# RECORDS SUPPLIED:
________________________________________

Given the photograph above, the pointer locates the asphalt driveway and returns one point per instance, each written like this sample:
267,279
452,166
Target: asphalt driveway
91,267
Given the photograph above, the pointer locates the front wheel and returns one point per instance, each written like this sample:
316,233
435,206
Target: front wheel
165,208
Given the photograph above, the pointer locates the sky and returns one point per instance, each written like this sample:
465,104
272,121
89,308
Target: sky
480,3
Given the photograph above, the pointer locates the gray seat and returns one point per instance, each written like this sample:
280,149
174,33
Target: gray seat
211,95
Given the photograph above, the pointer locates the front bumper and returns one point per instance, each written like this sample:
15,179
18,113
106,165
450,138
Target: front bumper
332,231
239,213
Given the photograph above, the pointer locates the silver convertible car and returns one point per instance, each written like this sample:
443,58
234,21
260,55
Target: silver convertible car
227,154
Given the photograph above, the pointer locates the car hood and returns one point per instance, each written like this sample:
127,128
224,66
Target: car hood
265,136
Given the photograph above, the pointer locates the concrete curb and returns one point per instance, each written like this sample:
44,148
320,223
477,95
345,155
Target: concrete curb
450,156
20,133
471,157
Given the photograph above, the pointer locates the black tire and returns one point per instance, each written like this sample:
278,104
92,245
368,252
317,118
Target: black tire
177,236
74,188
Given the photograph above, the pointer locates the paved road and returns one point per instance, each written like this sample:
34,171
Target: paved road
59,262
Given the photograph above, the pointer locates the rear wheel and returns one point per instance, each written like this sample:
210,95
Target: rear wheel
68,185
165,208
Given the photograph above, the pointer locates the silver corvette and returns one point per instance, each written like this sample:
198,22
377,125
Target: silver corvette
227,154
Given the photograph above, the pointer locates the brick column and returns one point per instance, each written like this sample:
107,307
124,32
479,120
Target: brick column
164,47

________________________________________

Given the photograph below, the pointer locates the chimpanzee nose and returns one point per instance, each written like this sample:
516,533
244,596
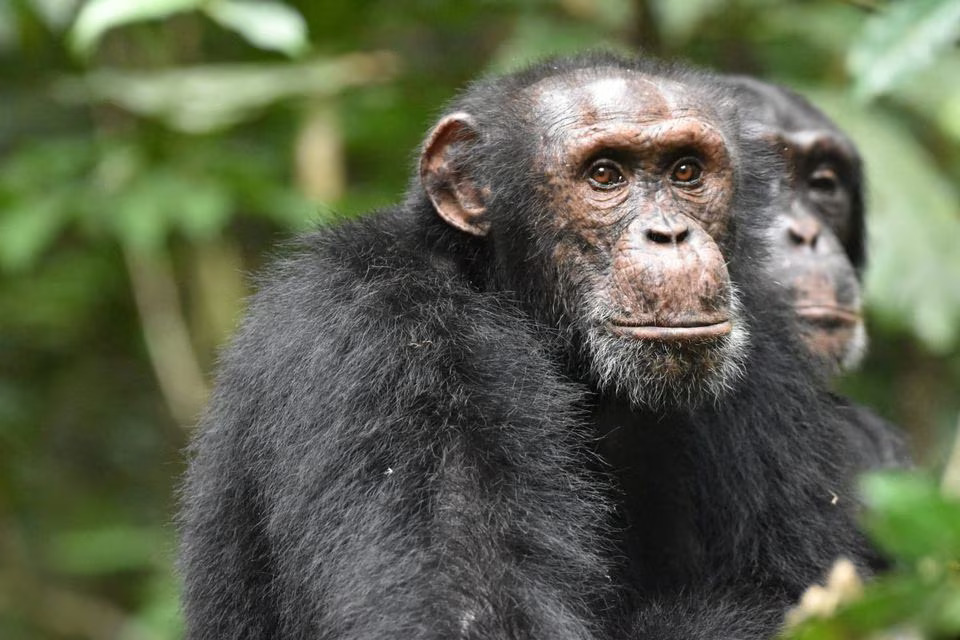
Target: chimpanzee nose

________________________________________

# WHAT THE EXERCISE ASKS:
Copy out each line of the data where the string "nose" appears.

# WORKED SOLUTION:
Given the photograph below, the pointer locates the chimpanzee nose and returns one point per instance, each written like this sample:
Target: chimpanzee nose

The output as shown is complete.